-------- SOURCE DOCUMENT
Also, I’m more than happy to create an issue requesting for a specific values file for Docker-For-Mac, but I’m using Docker-For-Windows. That said is there likely to be a difference?

Thanks for your help with this,
Andy

1 Like

@andyh Thanks a lot for sharing that… and yes you are doing the right thing… basically customizing the ElasticSearch deployment as their suggestion for Docker for Mac. I am expecting Docker for Mac and Docker for Windows to have the same architecture (one single node cluster) so the same file should work. If you are already running it (and it works) in Docker for Windows, and you can share that file with your customisations that will be highly appreciated… for that you will need an issue. If you can create that and share your values file we can make sure that our docs point to those files for different installations and other community members can benefit from your experience.

Cheers

Hi @salaboy
I have raised the following issue: https://github.com/zeebe-io/zeebe-cluster-helm/issues/22

Thanks
Andy

1 Like

@andyh that is awesome and yes… I’ve started that initiative… look at here: https://github.com/zeebe-io/zeebe-helm-profiles … if you are ok with that I will add your yaml with a brief description to that repository and then link it from the http://helm.zeebe.io website… is that ok with you?
----------------
Reproduce the passage of the forum thread between "Hi @salaboy" and "ok with you?", inclusive. The lines that come next have no connection to the forum thread.
-------- DATA PROVIDED
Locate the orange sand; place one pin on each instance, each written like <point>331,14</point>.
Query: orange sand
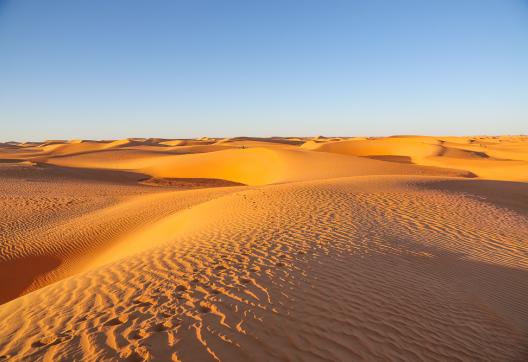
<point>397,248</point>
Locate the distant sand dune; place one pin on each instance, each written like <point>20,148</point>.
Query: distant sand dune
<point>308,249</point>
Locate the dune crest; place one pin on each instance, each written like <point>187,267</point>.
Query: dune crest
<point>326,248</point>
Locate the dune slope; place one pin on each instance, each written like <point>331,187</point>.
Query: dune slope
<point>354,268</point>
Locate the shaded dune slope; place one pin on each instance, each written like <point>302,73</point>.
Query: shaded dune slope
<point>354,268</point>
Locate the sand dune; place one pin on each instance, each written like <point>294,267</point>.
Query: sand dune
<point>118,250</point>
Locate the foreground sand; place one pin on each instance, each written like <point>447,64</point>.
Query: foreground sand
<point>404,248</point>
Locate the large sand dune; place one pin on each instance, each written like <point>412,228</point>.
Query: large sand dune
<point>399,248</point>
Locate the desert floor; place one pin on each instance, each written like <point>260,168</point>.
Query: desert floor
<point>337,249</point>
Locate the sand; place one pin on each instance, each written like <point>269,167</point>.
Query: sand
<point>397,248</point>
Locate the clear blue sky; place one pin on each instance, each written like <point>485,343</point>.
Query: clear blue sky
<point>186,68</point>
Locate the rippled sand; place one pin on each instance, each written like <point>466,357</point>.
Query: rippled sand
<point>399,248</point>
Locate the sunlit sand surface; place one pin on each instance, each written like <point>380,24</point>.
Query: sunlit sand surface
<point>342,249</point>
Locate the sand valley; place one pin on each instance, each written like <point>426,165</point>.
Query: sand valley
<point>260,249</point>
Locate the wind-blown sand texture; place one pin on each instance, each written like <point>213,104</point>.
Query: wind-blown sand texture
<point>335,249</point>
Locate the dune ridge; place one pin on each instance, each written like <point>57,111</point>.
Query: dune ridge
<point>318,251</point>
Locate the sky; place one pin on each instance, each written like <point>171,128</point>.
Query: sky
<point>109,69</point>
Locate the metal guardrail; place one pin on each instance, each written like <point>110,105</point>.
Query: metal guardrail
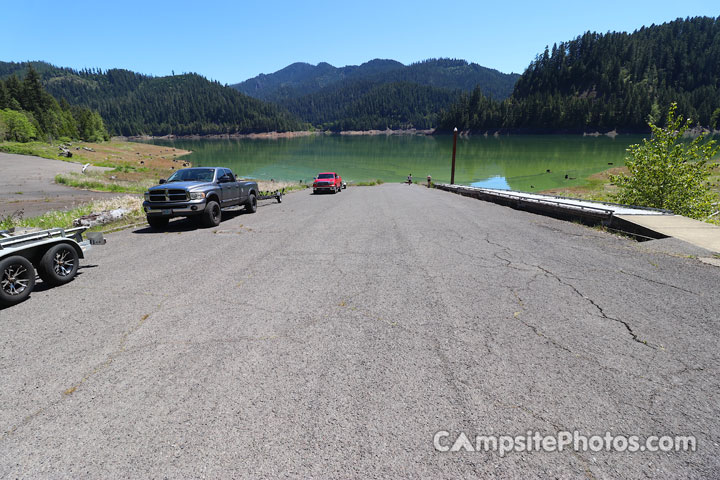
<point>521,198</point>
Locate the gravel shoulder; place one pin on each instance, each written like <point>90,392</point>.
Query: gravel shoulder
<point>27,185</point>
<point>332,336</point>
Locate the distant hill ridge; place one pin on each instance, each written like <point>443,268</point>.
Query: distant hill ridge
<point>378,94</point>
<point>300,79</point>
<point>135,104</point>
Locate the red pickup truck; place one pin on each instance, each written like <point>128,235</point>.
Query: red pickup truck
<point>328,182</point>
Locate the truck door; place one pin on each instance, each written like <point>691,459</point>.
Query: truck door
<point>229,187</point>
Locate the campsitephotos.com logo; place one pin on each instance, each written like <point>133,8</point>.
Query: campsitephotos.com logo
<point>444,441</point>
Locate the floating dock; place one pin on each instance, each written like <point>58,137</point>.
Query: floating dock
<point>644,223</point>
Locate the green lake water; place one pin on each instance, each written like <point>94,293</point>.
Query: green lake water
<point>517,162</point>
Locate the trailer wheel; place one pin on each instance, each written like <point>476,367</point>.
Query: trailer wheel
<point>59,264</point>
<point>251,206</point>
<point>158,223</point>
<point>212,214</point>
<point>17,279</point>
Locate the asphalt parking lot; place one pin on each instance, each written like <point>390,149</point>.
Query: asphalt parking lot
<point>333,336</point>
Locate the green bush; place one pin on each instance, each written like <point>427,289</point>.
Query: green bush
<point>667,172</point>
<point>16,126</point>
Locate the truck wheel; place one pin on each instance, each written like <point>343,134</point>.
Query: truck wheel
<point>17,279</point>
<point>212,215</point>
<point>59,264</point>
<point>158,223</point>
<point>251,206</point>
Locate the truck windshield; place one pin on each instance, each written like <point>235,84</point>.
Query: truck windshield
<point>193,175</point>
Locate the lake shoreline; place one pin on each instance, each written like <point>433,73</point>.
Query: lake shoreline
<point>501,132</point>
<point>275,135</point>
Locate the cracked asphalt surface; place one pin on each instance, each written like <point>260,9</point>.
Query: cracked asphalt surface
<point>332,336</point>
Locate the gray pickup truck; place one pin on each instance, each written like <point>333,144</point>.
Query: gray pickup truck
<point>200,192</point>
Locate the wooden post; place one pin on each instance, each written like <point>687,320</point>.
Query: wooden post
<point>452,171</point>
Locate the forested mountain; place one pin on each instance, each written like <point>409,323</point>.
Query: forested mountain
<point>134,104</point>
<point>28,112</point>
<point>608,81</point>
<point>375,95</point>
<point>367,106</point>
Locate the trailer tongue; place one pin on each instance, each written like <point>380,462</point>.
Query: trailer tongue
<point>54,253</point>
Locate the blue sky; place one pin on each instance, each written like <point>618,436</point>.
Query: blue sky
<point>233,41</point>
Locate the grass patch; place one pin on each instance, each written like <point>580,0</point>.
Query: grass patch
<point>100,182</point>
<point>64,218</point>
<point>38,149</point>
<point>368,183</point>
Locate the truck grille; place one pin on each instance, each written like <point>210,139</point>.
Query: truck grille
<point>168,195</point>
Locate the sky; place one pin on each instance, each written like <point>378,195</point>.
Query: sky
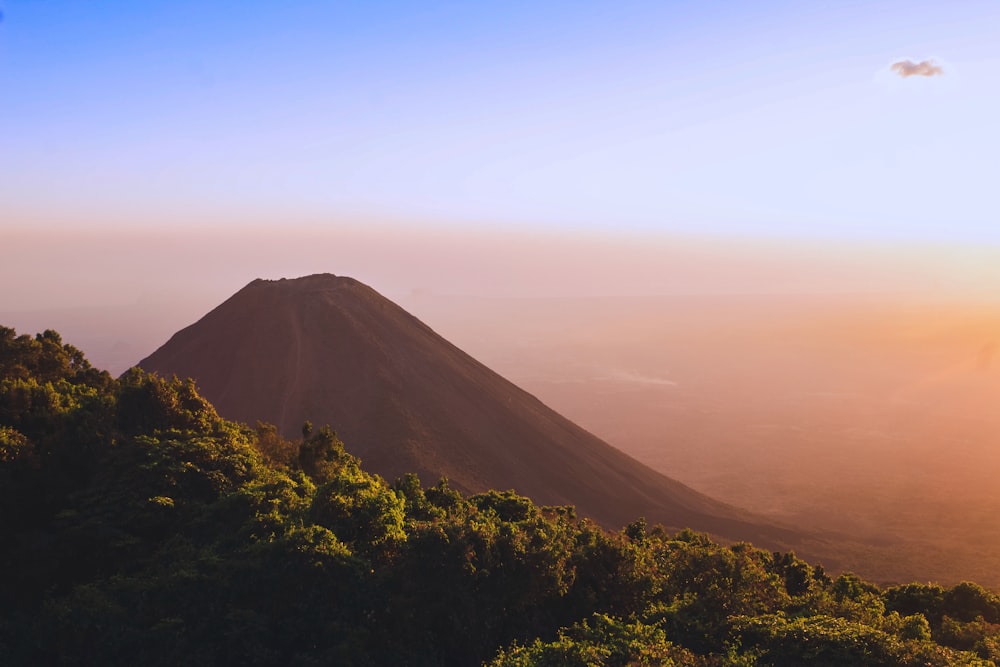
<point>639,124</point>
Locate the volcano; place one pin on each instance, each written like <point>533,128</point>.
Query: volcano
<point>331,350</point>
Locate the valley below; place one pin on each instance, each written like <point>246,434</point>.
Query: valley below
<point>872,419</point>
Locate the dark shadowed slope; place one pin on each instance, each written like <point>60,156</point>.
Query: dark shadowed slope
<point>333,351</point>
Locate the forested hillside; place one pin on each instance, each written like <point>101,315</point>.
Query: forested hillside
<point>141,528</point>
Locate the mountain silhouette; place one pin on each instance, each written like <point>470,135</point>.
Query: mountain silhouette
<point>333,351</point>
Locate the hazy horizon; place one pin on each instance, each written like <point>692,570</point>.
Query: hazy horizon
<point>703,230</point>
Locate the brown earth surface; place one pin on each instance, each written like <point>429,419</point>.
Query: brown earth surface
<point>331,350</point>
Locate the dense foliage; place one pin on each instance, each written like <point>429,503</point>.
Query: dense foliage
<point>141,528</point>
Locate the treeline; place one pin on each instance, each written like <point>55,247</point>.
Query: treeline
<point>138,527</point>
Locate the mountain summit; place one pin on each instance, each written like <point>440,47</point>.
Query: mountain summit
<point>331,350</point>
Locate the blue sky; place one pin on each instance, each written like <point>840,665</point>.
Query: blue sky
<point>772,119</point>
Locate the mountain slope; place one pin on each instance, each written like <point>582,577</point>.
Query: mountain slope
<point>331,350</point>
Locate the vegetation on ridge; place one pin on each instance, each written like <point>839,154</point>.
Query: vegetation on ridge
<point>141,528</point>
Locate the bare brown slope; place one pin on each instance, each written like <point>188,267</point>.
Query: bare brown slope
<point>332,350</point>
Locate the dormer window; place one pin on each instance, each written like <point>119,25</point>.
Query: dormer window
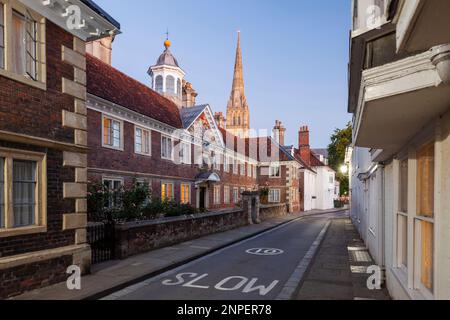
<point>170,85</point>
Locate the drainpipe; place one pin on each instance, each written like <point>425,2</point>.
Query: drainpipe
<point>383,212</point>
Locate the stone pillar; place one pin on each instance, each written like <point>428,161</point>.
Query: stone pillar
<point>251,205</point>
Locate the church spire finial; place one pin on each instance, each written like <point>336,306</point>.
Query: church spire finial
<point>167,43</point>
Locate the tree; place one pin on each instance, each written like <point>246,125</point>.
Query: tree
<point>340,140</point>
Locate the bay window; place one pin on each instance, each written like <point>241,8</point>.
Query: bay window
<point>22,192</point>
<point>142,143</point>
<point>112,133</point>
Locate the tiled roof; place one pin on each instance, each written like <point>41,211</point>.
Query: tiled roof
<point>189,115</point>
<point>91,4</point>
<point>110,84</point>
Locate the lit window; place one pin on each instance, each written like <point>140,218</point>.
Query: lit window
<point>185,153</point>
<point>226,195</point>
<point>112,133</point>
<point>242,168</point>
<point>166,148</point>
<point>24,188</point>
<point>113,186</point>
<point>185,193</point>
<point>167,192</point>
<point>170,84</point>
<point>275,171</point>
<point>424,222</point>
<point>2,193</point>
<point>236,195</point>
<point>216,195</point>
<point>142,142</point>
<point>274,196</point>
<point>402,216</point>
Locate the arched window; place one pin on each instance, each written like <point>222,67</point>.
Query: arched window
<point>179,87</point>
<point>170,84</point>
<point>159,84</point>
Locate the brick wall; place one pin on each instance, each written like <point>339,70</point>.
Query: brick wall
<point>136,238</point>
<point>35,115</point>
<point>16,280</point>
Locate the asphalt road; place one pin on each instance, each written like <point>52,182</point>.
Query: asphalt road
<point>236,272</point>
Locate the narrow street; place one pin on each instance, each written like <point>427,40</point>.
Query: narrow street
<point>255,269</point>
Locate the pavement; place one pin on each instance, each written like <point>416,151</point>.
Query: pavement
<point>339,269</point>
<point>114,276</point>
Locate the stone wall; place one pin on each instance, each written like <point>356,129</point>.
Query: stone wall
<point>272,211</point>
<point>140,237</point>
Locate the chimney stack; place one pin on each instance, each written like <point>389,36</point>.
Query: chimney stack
----------------
• **EXPECTED ANSWER**
Hi @salaboy
I have raised the following issue: https://github.com/zeebe-io/zeebe-cluster-helm/issues/22

Thanks
Andy

1 Like

@andyh that is awesome and yes… I’ve started that initiative… look at here: https://github.com/zeebe-io/zeebe-helm-profiles … if you are ok with that I will add your yaml with a brief description to that repository and then link it from the http://helm.zeebe.io website… is that ok with you?